━━ Source records
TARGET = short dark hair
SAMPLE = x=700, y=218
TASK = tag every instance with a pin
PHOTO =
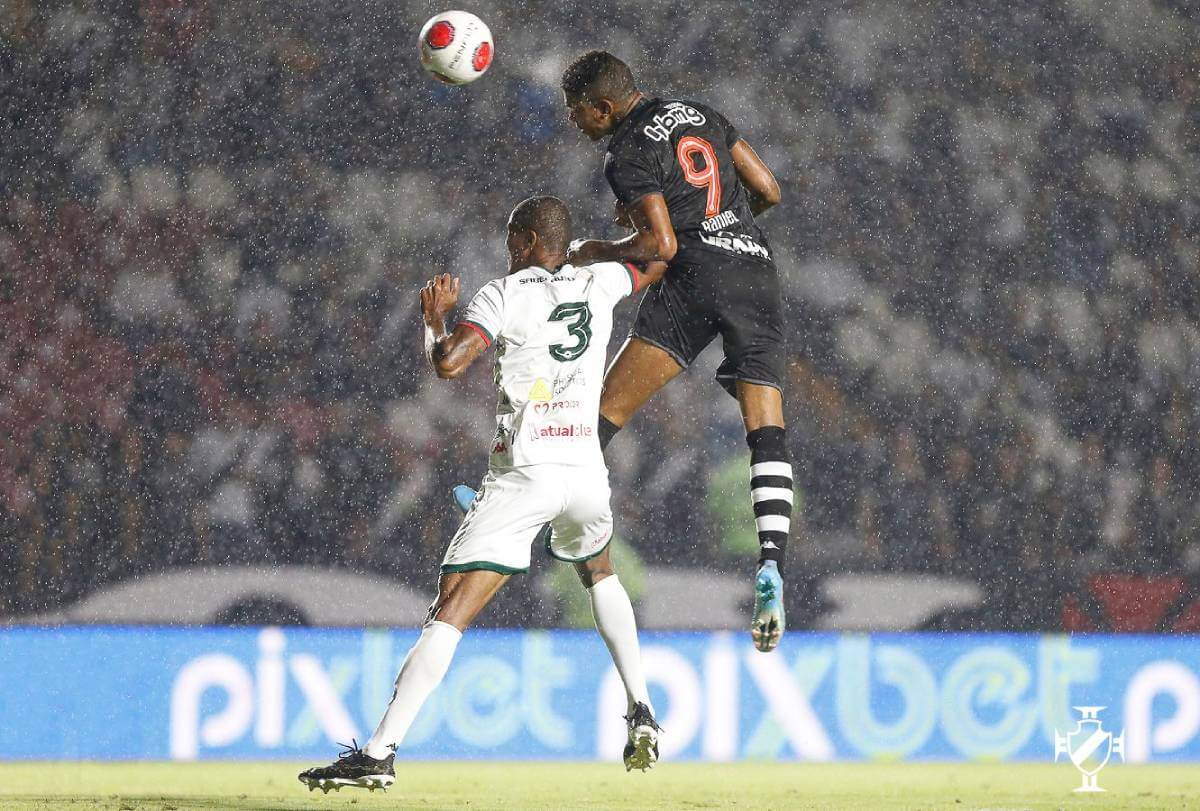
x=546, y=216
x=599, y=74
━━━━
The exercise:
Return the listing above word for word, leaving out the pictures.

Completed task:
TARGET = short dark hair
SAMPLE = x=700, y=218
TASK = tag every instance with a pin
PHOTO =
x=546, y=216
x=599, y=74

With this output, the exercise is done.